### SET OF TASKS
1. In the article on the India-Pakistan nuclear war study, which journal published the study?
2. Go on with the article about the India-Pakistan nuclear war study, starting after its last sentence.

### TEXT SHOWN
====

Over 10 crore could die in India-Pak nuclear war: Study

The study comes days after Pakistan Prime Minister Imran Khan warned the United Nations that his country's dispute with India over Kashmir could escalate into an all-out nuclear war that would have consequences for the world. Photo/AFP

India and Pakistan’s nuclear forces may contain 140 to 150 warheads each in 2019 with a possible expansion of 200-250 warheads each by 2025, according to US researchers who have come out with a new study waving red flags on the threat of a nuclear war between the two arch-rivals.

More than 100 million (10 crore) people could die immediately if India and Pakistan wage a nuclear war, followed by global mass starvation, said the study published in Science Advances on Wednesday. 

The study, authored by 10 researchers from seven US organisations including four universities, comes days after Pakistan Prime Minister Imran Khan warned the United Nations that his country's dispute with India over Kashmir could escalate into an all-out nuclear war that would have consequences for the world.

India has a no first use nuclear policy, but a section within the BJP-led government including the Defence Minister Rajnath Singh is in favour of an overhaul making the policy ambiguous.

The dire consequences: 

In case of a nuclear war between the two neighbours in 2025, the fires ignited by exploding nuclear weapons could release 16-36 million tonnes of soot in smoke that would rise into the upper atmosphere, spreading around the world within weeks, suggests the research.

The soot or black carbon would absorb solar radiation, heating the air and boosting the smoke's swift rise.

Sunlight reaching the earth would decline by 20-35% cooling the surface by two to five degrees Celsius and reducing the rainfall by 15-30% with larger regional impacts.

====

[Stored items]
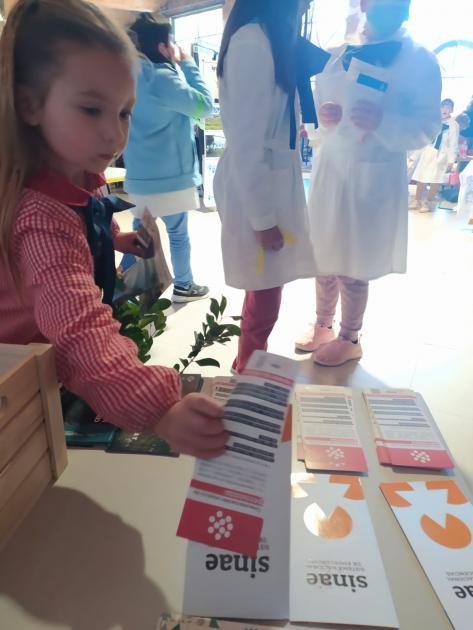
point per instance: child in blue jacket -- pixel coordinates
(161, 157)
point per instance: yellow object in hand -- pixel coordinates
(289, 239)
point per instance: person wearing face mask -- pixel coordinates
(358, 206)
(436, 160)
(161, 156)
(258, 184)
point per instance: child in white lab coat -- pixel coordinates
(358, 203)
(436, 160)
(258, 185)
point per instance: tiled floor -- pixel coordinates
(418, 329)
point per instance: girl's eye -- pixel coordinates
(91, 111)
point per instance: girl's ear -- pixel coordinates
(163, 49)
(29, 106)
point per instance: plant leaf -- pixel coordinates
(233, 330)
(223, 305)
(214, 307)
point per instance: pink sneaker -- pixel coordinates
(315, 337)
(338, 352)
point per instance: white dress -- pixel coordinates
(433, 163)
(358, 204)
(258, 183)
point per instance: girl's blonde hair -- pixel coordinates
(31, 45)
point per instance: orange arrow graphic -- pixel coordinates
(390, 491)
(455, 534)
(354, 491)
(455, 495)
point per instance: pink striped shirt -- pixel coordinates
(59, 302)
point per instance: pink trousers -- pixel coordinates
(354, 294)
(260, 313)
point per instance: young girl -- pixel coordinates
(258, 184)
(161, 156)
(358, 200)
(436, 160)
(67, 92)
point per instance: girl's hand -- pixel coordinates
(271, 239)
(366, 115)
(137, 243)
(181, 55)
(193, 426)
(330, 114)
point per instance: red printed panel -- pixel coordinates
(220, 527)
(347, 458)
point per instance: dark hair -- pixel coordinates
(278, 20)
(447, 102)
(147, 34)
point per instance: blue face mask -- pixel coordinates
(386, 18)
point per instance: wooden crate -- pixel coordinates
(32, 444)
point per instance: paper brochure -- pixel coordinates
(330, 440)
(225, 584)
(224, 507)
(437, 520)
(337, 574)
(405, 431)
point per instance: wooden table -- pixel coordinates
(99, 551)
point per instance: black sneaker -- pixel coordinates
(192, 294)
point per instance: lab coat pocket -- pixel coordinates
(371, 182)
(280, 161)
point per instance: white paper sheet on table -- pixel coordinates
(336, 571)
(224, 506)
(437, 520)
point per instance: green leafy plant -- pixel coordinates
(135, 323)
(213, 331)
(143, 324)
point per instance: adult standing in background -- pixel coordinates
(258, 185)
(161, 156)
(436, 160)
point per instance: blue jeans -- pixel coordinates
(176, 226)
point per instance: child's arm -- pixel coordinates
(419, 123)
(93, 359)
(190, 97)
(453, 143)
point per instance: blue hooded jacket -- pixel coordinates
(161, 155)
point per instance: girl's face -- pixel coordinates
(85, 116)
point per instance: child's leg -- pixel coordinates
(354, 301)
(327, 293)
(420, 192)
(346, 347)
(176, 226)
(260, 313)
(434, 188)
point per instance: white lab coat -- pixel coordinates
(258, 183)
(359, 194)
(433, 163)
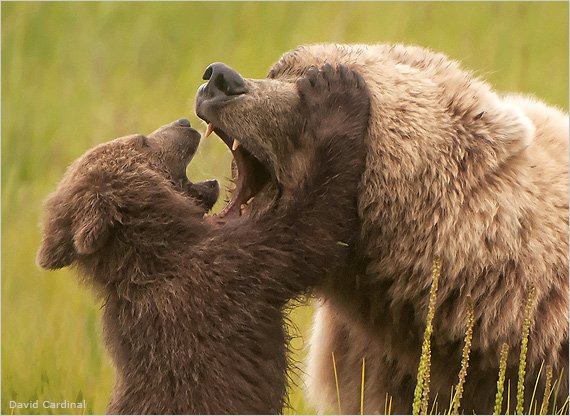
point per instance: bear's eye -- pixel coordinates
(143, 141)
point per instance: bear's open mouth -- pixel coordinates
(250, 176)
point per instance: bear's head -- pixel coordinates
(127, 183)
(425, 111)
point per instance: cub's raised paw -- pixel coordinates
(333, 99)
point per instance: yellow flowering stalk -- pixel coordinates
(465, 355)
(524, 349)
(501, 380)
(425, 358)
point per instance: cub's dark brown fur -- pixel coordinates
(193, 312)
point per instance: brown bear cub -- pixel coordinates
(193, 311)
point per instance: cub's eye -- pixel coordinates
(142, 141)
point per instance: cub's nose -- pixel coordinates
(184, 122)
(222, 78)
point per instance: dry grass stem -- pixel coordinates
(524, 348)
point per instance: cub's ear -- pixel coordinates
(75, 224)
(56, 249)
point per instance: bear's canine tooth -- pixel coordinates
(209, 130)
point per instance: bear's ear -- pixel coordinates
(76, 223)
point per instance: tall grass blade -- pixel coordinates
(424, 364)
(501, 380)
(508, 397)
(534, 390)
(434, 406)
(524, 348)
(556, 390)
(336, 383)
(562, 410)
(547, 391)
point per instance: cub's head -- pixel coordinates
(133, 181)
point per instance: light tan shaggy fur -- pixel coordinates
(457, 171)
(453, 170)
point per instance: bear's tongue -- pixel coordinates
(251, 175)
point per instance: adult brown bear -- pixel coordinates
(452, 170)
(193, 312)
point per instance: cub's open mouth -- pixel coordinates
(249, 174)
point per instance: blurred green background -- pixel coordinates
(77, 74)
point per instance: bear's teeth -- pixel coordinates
(209, 130)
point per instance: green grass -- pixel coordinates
(76, 74)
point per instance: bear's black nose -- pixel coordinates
(224, 79)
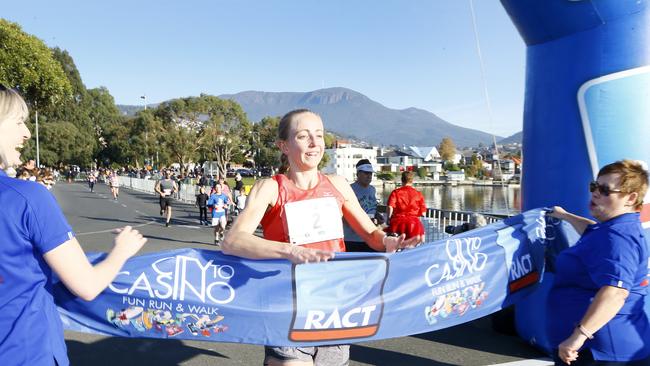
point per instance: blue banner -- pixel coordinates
(205, 295)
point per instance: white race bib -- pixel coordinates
(314, 220)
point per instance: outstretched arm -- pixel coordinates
(83, 279)
(606, 304)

====

### WRITTEN RESPONSES
1. Science Advances

2.
"That level of warfare wouldn't just kill millions of people locally, but might also plunge the entire planet into a severe cold spell, possibly with temperatures not seen since the last Ice Age," said Brian Toon from the University of Colorado, Boulder, who led the research.

The researchers estimated the numbers of nuclear warheads on the capacity of delivery systems that can be observed from remote sensing, rather than on the amount of enriched uranium and plutonium fuel that the countries may have produced.

Using satellite images, expert studies, and local news reports, the study identified nine locations in Pakistan and five in India where nuclear weapons may be stored. They estimated that the current Pakistani weapons have yields of 5 to 12kt whereas weapons in Indian arsenal may be having a yield of 12-40kt. Much higher yields are theoretically possible.

"Such a war would threaten not only the locations where bombs might be targeted but the entire world," said Alan Robock, a distinguished professor at Rutgers University-New Brunswick and one of the authors of the study.

Unlike the rest of the world, India and Pakistan are the only two countries that are expanding its nuclear arsenal.

One of the key consequences of a nuclear war is a 15-30% decline in vegetation growth on land and 5-15% drop in ocean productivity. Recovery from all these impacts would take more than 10 years because the smoke would linger in the upper atmosphere.

"Nuclear weapons cannot be used in any rational scenario but could be used by accident or as a result of hacking, panic or deranged world leaders," Robock said. "The only way to prevent this is to eliminate them."